§ **Written request**
Copy the material that follows word for word and omit its pictures.

--- Start of Data extract ---

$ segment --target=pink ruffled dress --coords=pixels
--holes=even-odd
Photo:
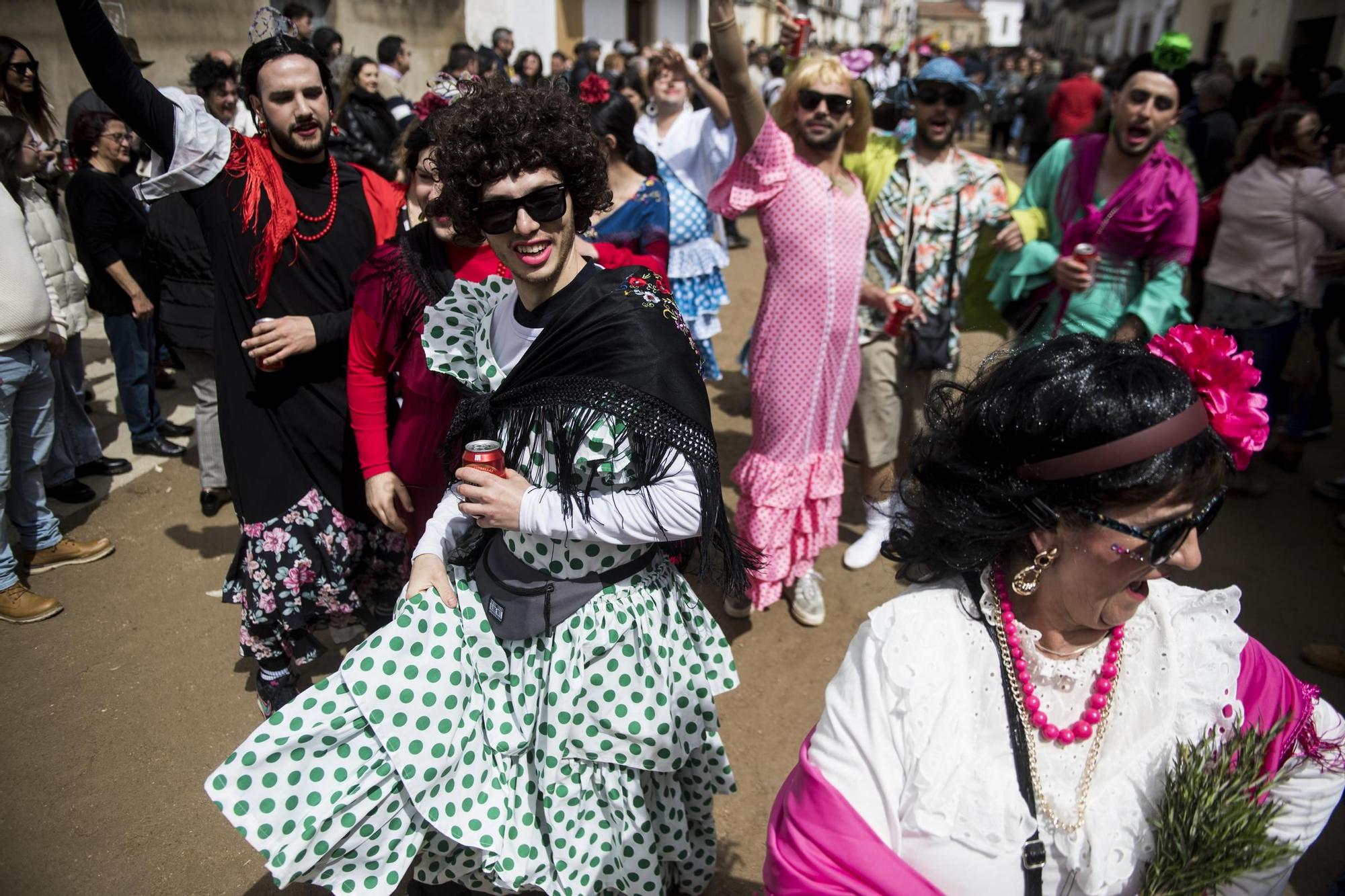
[[[765,288],[752,330],[752,448],[733,468],[738,534],[763,552],[748,588],[759,609],[837,544],[841,433],[859,386],[855,309],[869,209],[794,152],[768,116],[710,191],[726,218],[757,210]]]

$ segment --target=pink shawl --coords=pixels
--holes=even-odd
[[[1247,639],[1240,658],[1237,696],[1247,724],[1290,720],[1266,757],[1274,772],[1291,755],[1338,767],[1341,745],[1323,743],[1313,726],[1318,689],[1294,678],[1266,647]],[[1232,712],[1229,708],[1228,712]],[[943,896],[920,872],[873,833],[822,772],[808,761],[812,733],[799,749],[799,764],[771,807],[763,876],[765,896]]]
[[[1073,139],[1073,156],[1056,194],[1056,219],[1064,229],[1060,254],[1091,242],[1120,258],[1190,264],[1198,213],[1190,172],[1159,143],[1099,209],[1098,168],[1110,139],[1106,133]]]

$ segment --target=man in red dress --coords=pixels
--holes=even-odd
[[[1083,133],[1102,109],[1102,85],[1093,81],[1091,59],[1076,59],[1071,75],[1050,94],[1046,117],[1056,126],[1056,140]]]

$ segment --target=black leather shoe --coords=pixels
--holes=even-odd
[[[77,476],[120,476],[124,472],[130,472],[130,461],[121,457],[104,456],[75,467]]]
[[[133,455],[155,455],[156,457],[178,457],[187,453],[187,449],[167,439],[151,439],[149,441],[134,441],[130,444]]]
[[[219,509],[234,499],[234,495],[227,488],[202,488],[200,490],[200,513],[207,517],[214,517],[219,513]]]
[[[83,505],[97,496],[98,492],[78,479],[71,479],[70,482],[63,482],[59,486],[51,486],[47,488],[47,498],[54,498],[66,505]]]
[[[164,439],[186,439],[192,432],[187,424],[164,424],[159,428],[159,435]]]

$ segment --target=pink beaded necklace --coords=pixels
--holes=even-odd
[[[1116,675],[1120,671],[1120,652],[1122,646],[1124,644],[1126,627],[1116,626],[1108,634],[1111,643],[1107,644],[1107,655],[1103,658],[1102,669],[1098,670],[1098,677],[1093,679],[1092,686],[1093,693],[1088,696],[1088,705],[1084,708],[1083,713],[1080,713],[1079,721],[1064,728],[1052,725],[1046,718],[1046,713],[1041,709],[1041,698],[1037,697],[1037,689],[1032,683],[1032,673],[1028,671],[1028,661],[1024,659],[1022,644],[1020,643],[1018,632],[1013,626],[1015,619],[1013,612],[1013,596],[1005,583],[1005,570],[998,564],[995,564],[994,569],[994,583],[995,597],[999,600],[999,631],[1009,647],[1009,655],[1013,658],[1015,678],[1018,679],[1018,687],[1022,694],[1022,708],[1028,713],[1028,721],[1032,722],[1033,728],[1041,732],[1042,740],[1053,740],[1061,747],[1068,747],[1076,740],[1088,740],[1092,737],[1093,725],[1096,725],[1103,717],[1103,710],[1107,708],[1112,687],[1116,682]]]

--- End of Data extract ---

§ **Result of the exercise**
$ segment --target=pink ruffled dress --coords=pixels
--holes=even-odd
Photo:
[[[765,288],[752,330],[752,448],[733,468],[738,534],[763,552],[748,588],[759,609],[837,544],[841,433],[859,386],[855,309],[869,209],[794,152],[768,116],[710,191],[726,218],[757,210]]]

$ segment --target=pink shawl --coords=pixels
--holes=even-odd
[[[1247,639],[1240,658],[1237,696],[1247,724],[1290,720],[1266,757],[1274,772],[1291,755],[1338,767],[1341,745],[1323,743],[1313,726],[1318,689],[1294,678],[1266,647]],[[1232,712],[1229,708],[1228,712]],[[943,896],[920,872],[873,833],[822,772],[808,761],[812,733],[799,749],[799,764],[771,807],[763,876],[765,896]]]
[[[1073,139],[1073,156],[1056,194],[1056,219],[1064,229],[1060,254],[1091,242],[1120,258],[1190,264],[1198,213],[1190,172],[1159,143],[1099,209],[1098,168],[1110,139],[1106,133]]]

$ segment --target=man in red dress --coords=pixels
--holes=even-odd
[[[1083,133],[1102,109],[1102,85],[1093,81],[1091,59],[1076,59],[1071,75],[1050,94],[1046,117],[1056,126],[1056,140]]]

$ segment --target=black leather shoe --coords=pixels
--holes=even-odd
[[[77,476],[120,476],[124,472],[130,472],[130,461],[121,457],[104,456],[75,467]]]
[[[133,455],[155,455],[156,457],[178,457],[187,453],[187,449],[167,439],[151,439],[149,441],[134,441],[130,444]]]
[[[219,509],[234,499],[234,495],[227,488],[202,488],[200,490],[200,513],[207,517],[214,517],[219,513]]]
[[[83,505],[97,496],[98,492],[78,479],[71,479],[70,482],[63,482],[59,486],[51,486],[47,488],[47,498],[54,498],[66,505]]]
[[[164,439],[186,439],[192,432],[187,424],[164,424],[159,428],[159,435]]]

$ segment --target=pink beaded necklace --coords=pixels
--holes=even-odd
[[[1116,675],[1120,671],[1120,652],[1122,646],[1124,644],[1126,627],[1116,626],[1108,634],[1111,643],[1107,644],[1107,655],[1103,658],[1102,669],[1098,670],[1098,677],[1093,679],[1092,686],[1093,693],[1088,696],[1088,705],[1084,708],[1083,713],[1080,713],[1079,721],[1064,728],[1052,725],[1046,718],[1046,713],[1041,709],[1041,698],[1037,697],[1037,689],[1032,683],[1032,673],[1028,671],[1028,661],[1024,659],[1022,644],[1020,643],[1018,632],[1013,626],[1015,619],[1013,612],[1013,596],[1005,583],[1005,570],[998,564],[995,564],[994,569],[994,583],[995,597],[999,600],[999,631],[1009,647],[1009,655],[1013,658],[1015,678],[1018,679],[1018,687],[1022,694],[1022,708],[1028,713],[1028,721],[1032,722],[1033,728],[1041,732],[1042,740],[1053,740],[1061,747],[1068,747],[1076,740],[1088,740],[1092,737],[1093,725],[1096,725],[1103,717],[1103,710],[1107,708],[1112,687],[1116,682]]]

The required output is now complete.